__Exercício proposto 1__
Responda, com base no trecho abaixo sobre o caso Calero, às perguntas a seguir:
(a) Em que noite Geddel telefonou para Calero?
(b) Quantos andares o projeto previa inicialmente, e para quantos o Iphan determinou que fosse revisto?
(c) Em que lugar Calero diz ter passado no concurso?
__Exercício proposto 2__
Diga se cada afirmação concorda com o trecho abaixo sobre o caso Calero e cite as palavras do trecho que decidem a questão:
(a) O Iphan da Bahia havia negado a licença de construção para o empreendimento.
(b) Geddel tinha um apartamento no empreendimento.
(c) O Congresso em Foco conseguiu ouvir Geddel sobre a acusação.

Segundo Calero, o Iphan da Bahia, ligado ao ministro, já havia dado a licença de construção para o empreendimento, mas a decisão foi cassada pelo Iphan nacional. De acordo com o ex-titular da Cultura, Geddel telefonou para ele na noite de 28 de outubro pedindo que ele tomasse providência em relação ao caso. “Ele pede minha interferência para que isso acontecesse, não só por conta da segurança jurídica, mas também porque ele tem um apartamento naquele empreendimento. Ele disse: ‘E aí, como é que eu fico nessa história?’”
Calero contou que ficou atônito com o pedido de Geddel: “Eu fiquei surpreendido, porque me pareceu —não sei se estou sendo muito ingênuo— tão absurdo o ministro me ligar determinando que eu liberasse um empreendimento no qual ele tinha um imóvel. Você fica atônito. Veio à minha cabeça: ‘Gente, esse cara é louco, pode estar grampeado e vai me envolver em rolo, pelo amor de Deus’”.
“O ministro Geddel tem uma forma de contato muito truculenta e assertiva, para dizer o mínimo. Então, na ocasião, eu tergiversei, disse que tinha uma agenda com ele para falar de outros assuntos e que poderíamos falar daquele”, detalhou.
Ele relatou que recebeu nova ligação do colega de ministério dias depois. “Ele disse: ‘Então você me fala, Marcelo, se o assunto está equacionado ou não. Não quero ser surpreendido com uma decisão e ter que pedir a cabeça da presidente do Iphan. Se for o caso eu falo até com o presidente da República’”.
Marcelo Calero disse que outras pessoas foram pressionadas tanto quanto ele a pedir que a Advocacia-Geral da União entrasse no caso para liberar o empreendimento.
Segundo o ex-ministro, no último dia 16 o Iphan determinou que a obra fosse embargada e que o projeto, inicialmente previsto para 30 andares, fosse revisto para 13. O imóvel de Geddel, contou ele, ficava em um dos andares mais altos.
“Estou fora da lógica desses caras, não sou político profissional. Não tenho rabo preso. Não estou aqui para fazer maracutaia. Nós precisamos ter a coragem de dizer: ‘Daqui eu não passo’. Vou voltar a ser um diplomata de carreira que passou em quinto lugar num concurso, estudando e trabalhando ao mesmo tempo.”
O Congresso em Foco não conseguiu localizar Geddel para comentar a acusação.

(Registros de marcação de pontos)
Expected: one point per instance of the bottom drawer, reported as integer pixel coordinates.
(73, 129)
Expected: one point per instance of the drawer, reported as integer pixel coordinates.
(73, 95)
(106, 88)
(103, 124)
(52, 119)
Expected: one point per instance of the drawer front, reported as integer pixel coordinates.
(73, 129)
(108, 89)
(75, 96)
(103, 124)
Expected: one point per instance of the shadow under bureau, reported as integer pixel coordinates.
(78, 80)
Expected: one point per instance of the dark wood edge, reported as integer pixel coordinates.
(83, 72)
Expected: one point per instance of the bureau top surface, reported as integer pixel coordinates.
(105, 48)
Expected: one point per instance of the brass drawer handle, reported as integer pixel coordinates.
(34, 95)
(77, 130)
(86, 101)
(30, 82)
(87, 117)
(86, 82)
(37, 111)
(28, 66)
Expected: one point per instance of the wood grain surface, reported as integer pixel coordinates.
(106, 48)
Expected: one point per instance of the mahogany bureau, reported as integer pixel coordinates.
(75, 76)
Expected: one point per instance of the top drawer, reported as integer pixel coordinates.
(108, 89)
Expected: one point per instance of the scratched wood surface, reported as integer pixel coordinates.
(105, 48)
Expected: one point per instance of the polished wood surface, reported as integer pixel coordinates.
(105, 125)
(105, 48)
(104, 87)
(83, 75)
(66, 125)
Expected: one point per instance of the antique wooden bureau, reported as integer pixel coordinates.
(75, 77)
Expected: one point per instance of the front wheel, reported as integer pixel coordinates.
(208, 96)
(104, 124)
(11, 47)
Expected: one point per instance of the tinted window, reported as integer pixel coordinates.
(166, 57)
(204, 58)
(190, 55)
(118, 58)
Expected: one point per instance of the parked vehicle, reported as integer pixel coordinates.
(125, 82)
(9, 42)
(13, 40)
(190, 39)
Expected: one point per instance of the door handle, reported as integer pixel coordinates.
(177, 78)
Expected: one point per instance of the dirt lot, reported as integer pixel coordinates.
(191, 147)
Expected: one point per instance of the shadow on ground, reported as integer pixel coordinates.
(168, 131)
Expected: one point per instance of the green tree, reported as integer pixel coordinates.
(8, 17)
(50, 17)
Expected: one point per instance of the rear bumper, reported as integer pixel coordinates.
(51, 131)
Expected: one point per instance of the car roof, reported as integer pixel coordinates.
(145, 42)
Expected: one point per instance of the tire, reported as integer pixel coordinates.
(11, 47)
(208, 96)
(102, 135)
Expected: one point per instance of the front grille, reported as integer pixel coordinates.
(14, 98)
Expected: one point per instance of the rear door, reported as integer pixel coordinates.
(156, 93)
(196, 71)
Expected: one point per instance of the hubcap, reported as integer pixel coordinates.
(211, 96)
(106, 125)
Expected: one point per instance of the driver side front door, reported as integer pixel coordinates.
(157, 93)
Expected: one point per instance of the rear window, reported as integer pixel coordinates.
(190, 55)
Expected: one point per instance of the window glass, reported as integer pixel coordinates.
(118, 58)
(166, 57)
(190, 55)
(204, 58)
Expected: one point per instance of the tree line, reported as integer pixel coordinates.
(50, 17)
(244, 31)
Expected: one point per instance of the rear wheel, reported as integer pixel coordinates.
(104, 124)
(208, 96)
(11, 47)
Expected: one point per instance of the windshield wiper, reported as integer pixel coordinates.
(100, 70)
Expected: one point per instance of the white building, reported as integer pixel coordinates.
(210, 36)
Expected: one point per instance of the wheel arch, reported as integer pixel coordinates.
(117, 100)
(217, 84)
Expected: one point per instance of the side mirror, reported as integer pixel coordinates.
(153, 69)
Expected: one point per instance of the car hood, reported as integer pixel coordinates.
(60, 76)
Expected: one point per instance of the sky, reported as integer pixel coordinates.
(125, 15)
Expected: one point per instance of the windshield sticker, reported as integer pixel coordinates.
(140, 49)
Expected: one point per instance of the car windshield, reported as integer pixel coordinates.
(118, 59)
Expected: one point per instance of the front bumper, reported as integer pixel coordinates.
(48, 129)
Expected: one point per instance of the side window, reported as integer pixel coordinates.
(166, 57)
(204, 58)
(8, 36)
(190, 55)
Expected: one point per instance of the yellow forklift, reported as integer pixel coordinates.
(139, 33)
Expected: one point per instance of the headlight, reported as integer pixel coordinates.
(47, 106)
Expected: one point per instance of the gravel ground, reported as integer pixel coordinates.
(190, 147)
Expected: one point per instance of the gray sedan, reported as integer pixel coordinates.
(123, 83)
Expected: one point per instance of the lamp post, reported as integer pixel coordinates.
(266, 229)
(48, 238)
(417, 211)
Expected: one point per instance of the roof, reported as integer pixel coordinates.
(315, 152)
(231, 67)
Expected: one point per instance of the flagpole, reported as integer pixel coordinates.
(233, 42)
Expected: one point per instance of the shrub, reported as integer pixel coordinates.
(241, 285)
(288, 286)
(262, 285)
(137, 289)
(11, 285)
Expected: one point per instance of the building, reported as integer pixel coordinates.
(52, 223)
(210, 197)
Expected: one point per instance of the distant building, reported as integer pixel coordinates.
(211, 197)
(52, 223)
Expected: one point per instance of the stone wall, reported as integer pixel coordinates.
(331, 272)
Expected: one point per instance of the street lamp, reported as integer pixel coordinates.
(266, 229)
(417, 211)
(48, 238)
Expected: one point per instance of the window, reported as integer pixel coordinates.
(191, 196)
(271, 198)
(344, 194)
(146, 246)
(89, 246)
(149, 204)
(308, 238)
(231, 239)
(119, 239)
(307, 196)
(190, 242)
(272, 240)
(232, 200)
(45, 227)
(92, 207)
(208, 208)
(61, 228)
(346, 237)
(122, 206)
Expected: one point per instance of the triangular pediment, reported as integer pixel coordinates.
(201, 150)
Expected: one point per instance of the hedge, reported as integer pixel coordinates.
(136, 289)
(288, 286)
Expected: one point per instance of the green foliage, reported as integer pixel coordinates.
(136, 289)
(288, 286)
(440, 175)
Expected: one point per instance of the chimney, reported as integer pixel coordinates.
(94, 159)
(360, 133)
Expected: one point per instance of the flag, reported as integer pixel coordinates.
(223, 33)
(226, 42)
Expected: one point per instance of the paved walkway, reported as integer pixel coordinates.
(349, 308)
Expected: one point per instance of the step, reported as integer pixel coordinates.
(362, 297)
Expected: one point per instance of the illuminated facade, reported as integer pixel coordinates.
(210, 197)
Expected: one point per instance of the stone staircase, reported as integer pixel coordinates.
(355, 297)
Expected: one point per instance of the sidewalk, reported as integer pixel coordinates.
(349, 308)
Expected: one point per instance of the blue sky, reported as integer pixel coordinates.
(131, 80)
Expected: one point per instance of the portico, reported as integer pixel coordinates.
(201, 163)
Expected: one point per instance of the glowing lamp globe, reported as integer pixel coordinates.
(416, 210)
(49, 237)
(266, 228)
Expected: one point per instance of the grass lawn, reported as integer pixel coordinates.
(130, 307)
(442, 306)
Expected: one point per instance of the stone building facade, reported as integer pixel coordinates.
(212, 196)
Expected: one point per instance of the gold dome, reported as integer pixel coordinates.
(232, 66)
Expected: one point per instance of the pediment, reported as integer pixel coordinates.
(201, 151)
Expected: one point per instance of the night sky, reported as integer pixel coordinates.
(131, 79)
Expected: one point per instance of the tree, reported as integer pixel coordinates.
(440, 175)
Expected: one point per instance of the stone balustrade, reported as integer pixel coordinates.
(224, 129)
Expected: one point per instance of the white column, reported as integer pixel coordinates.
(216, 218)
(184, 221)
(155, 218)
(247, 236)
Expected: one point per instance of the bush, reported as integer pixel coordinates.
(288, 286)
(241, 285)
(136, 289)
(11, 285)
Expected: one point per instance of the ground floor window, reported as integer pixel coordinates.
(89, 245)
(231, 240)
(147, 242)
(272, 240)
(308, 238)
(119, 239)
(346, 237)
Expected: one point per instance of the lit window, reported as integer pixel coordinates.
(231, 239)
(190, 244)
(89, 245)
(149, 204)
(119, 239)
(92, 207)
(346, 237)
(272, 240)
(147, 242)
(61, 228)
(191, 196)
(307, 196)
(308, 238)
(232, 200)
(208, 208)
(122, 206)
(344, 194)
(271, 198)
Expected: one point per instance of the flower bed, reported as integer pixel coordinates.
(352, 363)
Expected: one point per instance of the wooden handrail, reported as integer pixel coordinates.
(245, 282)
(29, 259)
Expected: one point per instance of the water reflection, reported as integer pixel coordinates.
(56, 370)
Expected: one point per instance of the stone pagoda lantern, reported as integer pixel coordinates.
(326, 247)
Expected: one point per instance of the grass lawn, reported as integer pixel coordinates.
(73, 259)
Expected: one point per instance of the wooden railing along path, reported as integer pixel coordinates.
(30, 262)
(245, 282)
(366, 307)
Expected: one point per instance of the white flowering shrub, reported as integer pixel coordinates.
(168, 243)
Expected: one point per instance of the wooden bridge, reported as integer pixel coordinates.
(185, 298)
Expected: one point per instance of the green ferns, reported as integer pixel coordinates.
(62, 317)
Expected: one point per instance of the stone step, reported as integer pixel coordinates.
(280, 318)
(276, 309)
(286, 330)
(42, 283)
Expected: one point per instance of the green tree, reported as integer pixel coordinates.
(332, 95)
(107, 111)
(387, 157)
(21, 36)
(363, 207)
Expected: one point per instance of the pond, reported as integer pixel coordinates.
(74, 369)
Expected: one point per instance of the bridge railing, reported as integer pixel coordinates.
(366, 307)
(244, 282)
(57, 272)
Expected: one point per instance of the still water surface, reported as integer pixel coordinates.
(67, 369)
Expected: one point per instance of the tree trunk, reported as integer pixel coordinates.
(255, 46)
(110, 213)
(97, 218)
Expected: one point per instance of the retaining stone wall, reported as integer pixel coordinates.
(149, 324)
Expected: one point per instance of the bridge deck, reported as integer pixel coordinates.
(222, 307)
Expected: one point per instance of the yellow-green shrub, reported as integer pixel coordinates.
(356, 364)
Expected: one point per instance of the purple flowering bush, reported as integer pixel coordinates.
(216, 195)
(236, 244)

__Resolução 1__
(a) Na noite de 28 de outubro.
(b) Previa 30 andares e deveria ser revisto para 13.
(c) Em quinto lugar.

__Resolução 2__
(a) Não: “o Iphan da Bahia, ligado ao ministro, já havia dado a licença de construção para o empreendimento”.
(b) Sim: “ele tem um apartamento naquele empreendimento”.
(c) Não: “O Congresso em Foco não conseguiu localizar Geddel para comentar a acusação.”